TASK STATEMENT: Copy out all the entries shown below, exactly as they appear.

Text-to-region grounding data

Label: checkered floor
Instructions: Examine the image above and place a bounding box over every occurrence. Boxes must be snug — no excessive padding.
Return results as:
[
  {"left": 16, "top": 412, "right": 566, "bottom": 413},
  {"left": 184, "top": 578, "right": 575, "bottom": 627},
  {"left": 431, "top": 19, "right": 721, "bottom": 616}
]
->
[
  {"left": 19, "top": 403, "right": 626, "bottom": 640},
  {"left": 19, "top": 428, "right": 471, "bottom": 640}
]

TASK OUTPUT:
Label: checkered floor
Instructions: Examine the image above and place a bounding box over every occurrence. Boxes must be snug — no excessive padding.
Return results as:
[
  {"left": 16, "top": 412, "right": 566, "bottom": 413},
  {"left": 184, "top": 578, "right": 575, "bottom": 627},
  {"left": 431, "top": 19, "right": 721, "bottom": 616}
]
->
[
  {"left": 19, "top": 403, "right": 626, "bottom": 640},
  {"left": 19, "top": 428, "right": 471, "bottom": 640}
]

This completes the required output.